Pick up the passage on the reputations of European nations where it ends and continue it.

START PROVIDED TEXT

Every other nation in Europe has a "hat" of sorts.

France was always the most cultured one. The Scandinavians were sea-faring, tough, strong, and hardy. The Germans were well-trained, disciplined, and pragmatically minded. The Italians were scientifically and aesthetically minded, and had great financial sense. The Spanish and Portuguese had their great fleets, navies, seafarers and explorers, and great cavalry from the Iberian plains, not to mention religious fervor. The Byzantines and Ottomans had a thousand years of tradition, a multi-ethnic, multi-cultural, and multi-religious realm, and an administration nobody else could match. The Dutch were the greatest merchants around, with a decent navy to boot.

Yet, the only thing I can think England has are two things:

1. A great navy, but only greater than Spain's after the famous battle that sunk the latter's.

END PROVIDED TEXT
START DATASET CONTENT

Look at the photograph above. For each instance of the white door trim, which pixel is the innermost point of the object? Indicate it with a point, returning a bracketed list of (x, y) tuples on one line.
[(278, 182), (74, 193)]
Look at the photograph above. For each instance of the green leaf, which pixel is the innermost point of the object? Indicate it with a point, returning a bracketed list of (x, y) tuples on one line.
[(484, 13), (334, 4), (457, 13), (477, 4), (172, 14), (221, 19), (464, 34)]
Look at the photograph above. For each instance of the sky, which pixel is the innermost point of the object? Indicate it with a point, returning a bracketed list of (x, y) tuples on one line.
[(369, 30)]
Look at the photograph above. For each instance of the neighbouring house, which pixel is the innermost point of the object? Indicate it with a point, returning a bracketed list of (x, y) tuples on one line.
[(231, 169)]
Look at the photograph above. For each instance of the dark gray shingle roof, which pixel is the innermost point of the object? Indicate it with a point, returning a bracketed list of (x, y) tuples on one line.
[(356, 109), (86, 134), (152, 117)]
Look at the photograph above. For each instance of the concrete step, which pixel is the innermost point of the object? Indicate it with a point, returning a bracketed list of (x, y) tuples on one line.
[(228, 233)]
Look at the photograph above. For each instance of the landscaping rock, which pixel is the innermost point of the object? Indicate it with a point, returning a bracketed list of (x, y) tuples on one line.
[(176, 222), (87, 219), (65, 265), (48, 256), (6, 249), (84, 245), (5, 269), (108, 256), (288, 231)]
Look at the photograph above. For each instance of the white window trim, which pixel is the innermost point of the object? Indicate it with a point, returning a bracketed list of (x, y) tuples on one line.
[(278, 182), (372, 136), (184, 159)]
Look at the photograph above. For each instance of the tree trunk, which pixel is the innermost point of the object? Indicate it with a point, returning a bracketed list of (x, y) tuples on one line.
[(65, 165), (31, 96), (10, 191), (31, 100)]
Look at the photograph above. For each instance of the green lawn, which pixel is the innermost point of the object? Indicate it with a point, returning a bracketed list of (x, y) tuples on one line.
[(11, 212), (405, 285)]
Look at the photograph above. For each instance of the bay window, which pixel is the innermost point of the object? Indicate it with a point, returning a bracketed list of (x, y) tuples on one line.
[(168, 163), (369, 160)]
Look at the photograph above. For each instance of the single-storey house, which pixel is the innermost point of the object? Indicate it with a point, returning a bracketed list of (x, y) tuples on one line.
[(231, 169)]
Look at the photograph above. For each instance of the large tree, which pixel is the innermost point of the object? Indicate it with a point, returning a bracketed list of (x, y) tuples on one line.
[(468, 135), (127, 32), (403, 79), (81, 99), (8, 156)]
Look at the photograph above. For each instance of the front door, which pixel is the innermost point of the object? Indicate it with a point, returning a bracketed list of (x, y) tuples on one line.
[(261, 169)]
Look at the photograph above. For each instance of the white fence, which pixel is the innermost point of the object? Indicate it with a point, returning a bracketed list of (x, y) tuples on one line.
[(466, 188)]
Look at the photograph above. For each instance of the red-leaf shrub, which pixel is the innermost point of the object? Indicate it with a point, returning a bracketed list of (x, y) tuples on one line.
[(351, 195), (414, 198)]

END DATASET CONTENT

◆ REPLY:
2. Welsh Longbowmen, who aren't even technically English, and even then once muskets came into widespread usage, they sort of became a moot point.

So... How exactly were the English people capable of forging the greatest empire the world has ever seen? Sure, they entered the Industrial Revolution first, but even before they had a substantial empire, and even then, what made them able to reach the point of industrialization before other Europeans?

The English have just always seemed like, I dunno, a bland race of people to me. Nothing truly special about them. So I just don't understand how they did so well.

I was hoping somebody could enlighten me on this point.